### Brief
Continue the floor speech on the Boundary Waters and Tribal treaty rights, starting after its last sentence.

### Exercise text
*** Block opens ***

And we can't talk about the Boundary Waters without speaking of belonging and Tribal communities.
Three Tribes - the Bois Forte Band, the Fond du Lac Band, and the Grand Portage Band of Chippewa - have extensive treaty rights in Northeastern Minnesota.
These are rights to do things like hunt and fish and gather wild rice.
These rights are guaranteed to them by the 1854 Treaty of La Pointe and have been reaffirmed by federal courts over and over again.
By overturning the Public Land Order with a CRA resolution, Senate Republicans will not only cut Tribes out of the conversation.
They disrespect Tribal treaty rights and directly risk those Tribes' guaranteed access to their traditional way of life and subsistence use of this place.
So, since my Republican colleagues are refusing to include constituent's voices into this process, I will bring a few of those from New Mexico to the floor here today.
Dr. Brown, from Santa Fe, wrote me urging that we oppose this vote.

*** Block closes ***

### Records supplied
*** Block opens ***

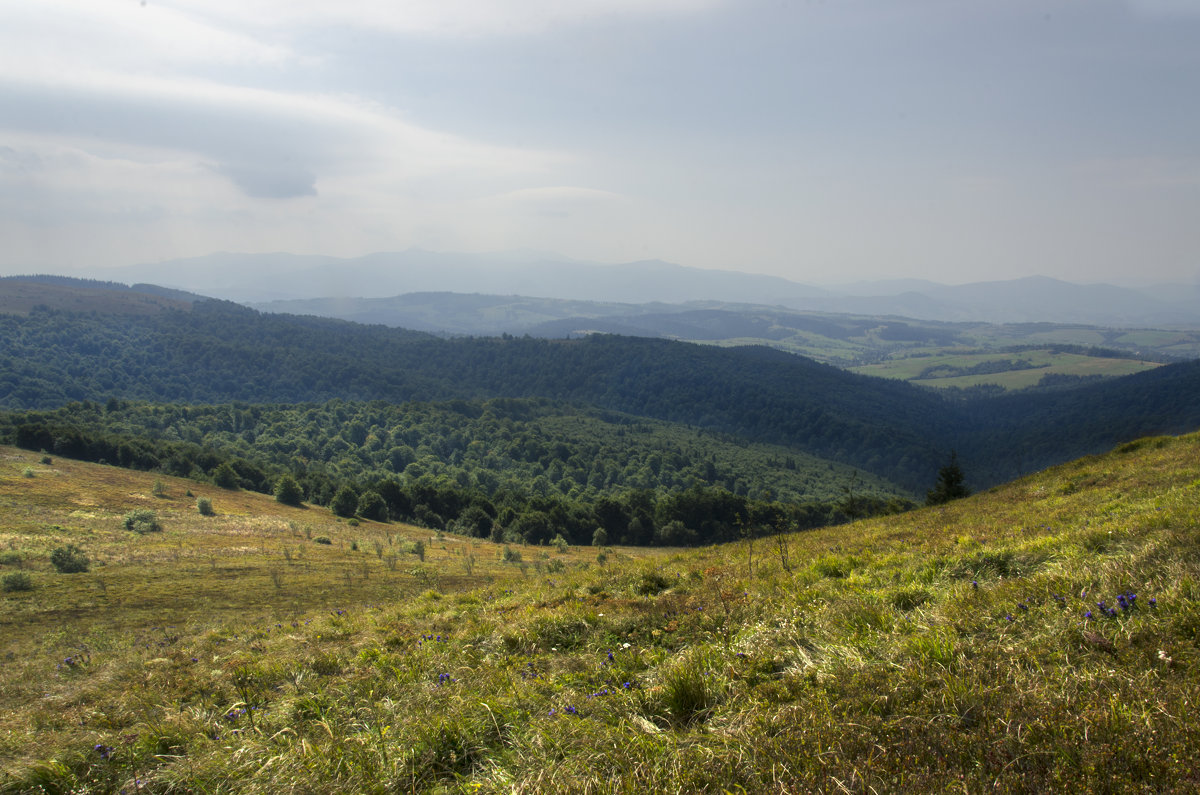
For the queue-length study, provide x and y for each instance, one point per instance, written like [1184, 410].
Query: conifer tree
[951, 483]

*** Block closes ***
*** Block opens ***

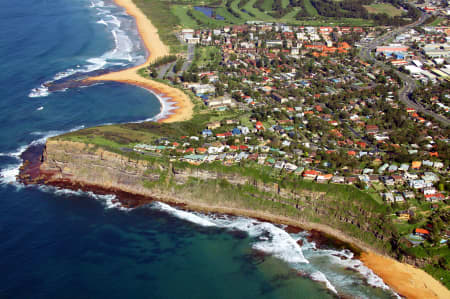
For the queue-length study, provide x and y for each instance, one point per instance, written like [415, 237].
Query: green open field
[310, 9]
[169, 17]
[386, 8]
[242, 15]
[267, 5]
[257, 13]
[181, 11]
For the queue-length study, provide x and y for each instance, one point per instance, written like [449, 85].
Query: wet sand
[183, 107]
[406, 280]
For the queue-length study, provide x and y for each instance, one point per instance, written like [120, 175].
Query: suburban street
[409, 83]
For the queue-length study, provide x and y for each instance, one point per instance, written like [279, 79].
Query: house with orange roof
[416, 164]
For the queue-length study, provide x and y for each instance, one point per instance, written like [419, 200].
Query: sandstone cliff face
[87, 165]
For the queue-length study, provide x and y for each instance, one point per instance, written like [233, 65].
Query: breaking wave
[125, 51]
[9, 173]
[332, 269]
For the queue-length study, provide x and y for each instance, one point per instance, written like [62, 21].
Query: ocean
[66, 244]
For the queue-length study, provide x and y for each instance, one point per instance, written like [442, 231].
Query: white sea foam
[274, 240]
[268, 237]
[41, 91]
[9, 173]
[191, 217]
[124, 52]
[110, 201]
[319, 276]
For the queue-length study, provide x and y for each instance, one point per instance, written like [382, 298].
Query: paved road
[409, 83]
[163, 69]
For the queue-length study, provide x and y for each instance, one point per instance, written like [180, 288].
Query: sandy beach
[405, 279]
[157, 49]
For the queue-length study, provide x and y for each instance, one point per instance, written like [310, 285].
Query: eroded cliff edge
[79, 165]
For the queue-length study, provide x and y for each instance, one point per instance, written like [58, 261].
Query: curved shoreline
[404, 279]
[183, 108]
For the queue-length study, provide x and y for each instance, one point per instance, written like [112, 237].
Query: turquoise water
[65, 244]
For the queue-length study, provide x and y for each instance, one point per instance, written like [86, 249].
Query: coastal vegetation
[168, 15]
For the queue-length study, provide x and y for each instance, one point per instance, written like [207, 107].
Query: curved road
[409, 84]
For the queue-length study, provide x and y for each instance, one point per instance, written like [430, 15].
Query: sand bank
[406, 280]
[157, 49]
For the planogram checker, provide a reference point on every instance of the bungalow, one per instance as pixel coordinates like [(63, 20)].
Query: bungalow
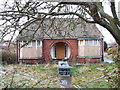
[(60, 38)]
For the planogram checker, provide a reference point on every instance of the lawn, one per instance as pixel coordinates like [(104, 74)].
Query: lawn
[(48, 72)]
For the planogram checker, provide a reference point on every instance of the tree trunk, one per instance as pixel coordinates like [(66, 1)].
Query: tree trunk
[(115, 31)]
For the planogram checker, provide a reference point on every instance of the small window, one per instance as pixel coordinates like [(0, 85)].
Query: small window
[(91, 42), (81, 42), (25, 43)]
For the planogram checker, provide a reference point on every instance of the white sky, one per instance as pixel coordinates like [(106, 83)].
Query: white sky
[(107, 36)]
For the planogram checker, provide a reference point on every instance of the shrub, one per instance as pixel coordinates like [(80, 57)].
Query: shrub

*** Block closes ***
*** Block opens ***

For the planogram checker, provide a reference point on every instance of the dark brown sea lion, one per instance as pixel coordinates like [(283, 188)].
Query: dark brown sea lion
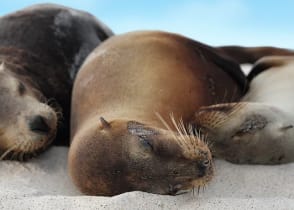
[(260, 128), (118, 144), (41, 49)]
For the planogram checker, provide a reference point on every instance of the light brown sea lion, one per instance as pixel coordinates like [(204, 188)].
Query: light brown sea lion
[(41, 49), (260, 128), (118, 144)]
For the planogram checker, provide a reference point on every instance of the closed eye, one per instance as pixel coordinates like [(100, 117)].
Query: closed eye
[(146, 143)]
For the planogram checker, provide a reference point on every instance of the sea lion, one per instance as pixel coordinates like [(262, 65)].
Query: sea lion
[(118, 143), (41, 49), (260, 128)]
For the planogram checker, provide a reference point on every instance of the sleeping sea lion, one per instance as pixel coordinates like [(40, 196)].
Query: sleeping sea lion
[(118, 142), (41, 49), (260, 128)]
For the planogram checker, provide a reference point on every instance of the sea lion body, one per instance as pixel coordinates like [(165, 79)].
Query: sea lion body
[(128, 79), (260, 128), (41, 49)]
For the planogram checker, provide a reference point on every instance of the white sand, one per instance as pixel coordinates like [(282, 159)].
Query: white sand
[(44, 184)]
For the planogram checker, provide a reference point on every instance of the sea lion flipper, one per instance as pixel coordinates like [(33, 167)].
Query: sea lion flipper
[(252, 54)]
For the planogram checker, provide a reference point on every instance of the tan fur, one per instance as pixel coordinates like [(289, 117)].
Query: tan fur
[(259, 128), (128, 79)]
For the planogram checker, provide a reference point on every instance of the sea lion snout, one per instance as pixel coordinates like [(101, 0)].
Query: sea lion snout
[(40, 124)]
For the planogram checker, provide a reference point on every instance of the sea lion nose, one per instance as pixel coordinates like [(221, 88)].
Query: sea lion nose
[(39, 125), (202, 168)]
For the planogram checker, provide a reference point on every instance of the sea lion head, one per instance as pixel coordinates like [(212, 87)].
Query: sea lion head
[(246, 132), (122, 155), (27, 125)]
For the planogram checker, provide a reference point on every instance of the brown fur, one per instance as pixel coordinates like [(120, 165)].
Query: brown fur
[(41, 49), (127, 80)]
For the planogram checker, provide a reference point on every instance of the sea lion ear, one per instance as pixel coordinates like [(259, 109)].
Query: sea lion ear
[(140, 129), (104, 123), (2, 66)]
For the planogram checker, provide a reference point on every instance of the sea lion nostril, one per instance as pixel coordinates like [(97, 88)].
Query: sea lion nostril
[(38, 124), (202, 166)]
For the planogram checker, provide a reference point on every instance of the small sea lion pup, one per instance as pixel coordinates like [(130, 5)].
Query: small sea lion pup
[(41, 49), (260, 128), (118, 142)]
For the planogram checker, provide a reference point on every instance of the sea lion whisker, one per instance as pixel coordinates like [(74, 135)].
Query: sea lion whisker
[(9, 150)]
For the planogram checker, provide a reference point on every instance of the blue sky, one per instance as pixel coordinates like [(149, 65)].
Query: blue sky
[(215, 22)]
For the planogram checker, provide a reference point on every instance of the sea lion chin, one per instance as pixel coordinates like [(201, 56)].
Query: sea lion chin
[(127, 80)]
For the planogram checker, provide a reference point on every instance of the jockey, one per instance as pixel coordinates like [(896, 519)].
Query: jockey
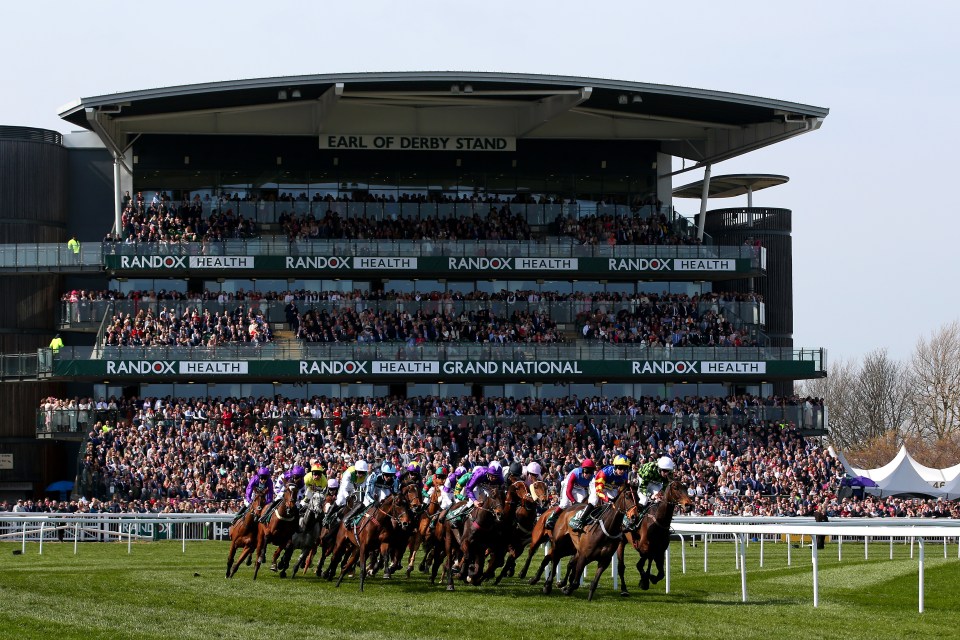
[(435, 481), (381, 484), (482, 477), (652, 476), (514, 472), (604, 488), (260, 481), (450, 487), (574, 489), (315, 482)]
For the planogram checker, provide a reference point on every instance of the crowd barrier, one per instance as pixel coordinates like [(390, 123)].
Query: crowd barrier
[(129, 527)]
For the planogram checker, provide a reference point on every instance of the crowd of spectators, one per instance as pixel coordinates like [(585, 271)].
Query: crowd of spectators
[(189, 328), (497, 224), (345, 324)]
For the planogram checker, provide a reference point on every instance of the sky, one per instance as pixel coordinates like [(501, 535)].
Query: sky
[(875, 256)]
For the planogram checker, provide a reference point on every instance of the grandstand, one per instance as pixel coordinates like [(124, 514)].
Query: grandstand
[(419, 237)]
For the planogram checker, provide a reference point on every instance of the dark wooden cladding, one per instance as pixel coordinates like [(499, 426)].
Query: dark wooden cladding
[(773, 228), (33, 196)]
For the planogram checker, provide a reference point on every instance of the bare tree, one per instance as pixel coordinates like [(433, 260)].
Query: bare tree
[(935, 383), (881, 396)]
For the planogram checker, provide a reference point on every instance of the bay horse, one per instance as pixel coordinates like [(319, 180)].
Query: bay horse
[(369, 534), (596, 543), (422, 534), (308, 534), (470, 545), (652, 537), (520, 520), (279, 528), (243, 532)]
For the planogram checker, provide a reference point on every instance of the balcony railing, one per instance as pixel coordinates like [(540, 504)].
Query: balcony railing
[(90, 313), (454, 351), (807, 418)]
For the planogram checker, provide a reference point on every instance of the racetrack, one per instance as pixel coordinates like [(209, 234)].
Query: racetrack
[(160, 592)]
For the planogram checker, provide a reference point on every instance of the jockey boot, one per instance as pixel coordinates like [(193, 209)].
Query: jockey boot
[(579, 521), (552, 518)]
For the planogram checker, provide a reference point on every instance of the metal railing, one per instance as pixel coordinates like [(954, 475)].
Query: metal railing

*** Block closes ***

### Exercise result
He says: "I've canoed the Boundary Waters many times and can attest to its uniqueness...with some of the purest water in the U.S., these lakes are visited and admired by thousands of Americans...Pollution of the Boundary Waters would be a tragedy for the nation and the world."
Dr. Merriman, from Albuquerque said: "Please vote no on H.J. Res 140. Some things are worth more than money."
From Lee in Los Alamos: "I am writing to ask you to oppose H.J. Res 140...The [Boundary Waters Canoe Area] is a national treasure - not just for Minnesotans but for me and other New Mexicans as well."
Naima in Santa Fe: "This is a hideous giveaway to corporate profiteers and cannot stand. Please vote NO."
From Dr. Bagne in Silver City: "Any short-term economic benefits would clearly not outweigh the long-term risks to the ecosystem and water supplies. Although it is in Minnesota, many similar public lands in New Mexico could be threatened by...relaxing mining rules. Please oppose."
Judy in Albuquerque: "I am aghast...Please do all that you can to stop this giveaway of our wonderful public lands. This happened despite all the thousands of citizen signatures against the vote."
From Roxane in Rio Rancho: "Please vote against reversing the ban on mining...I am very concerned that the Trump administration is flying under the radar and doing a lot of damage that will be difficult, or even impossible, to reverse."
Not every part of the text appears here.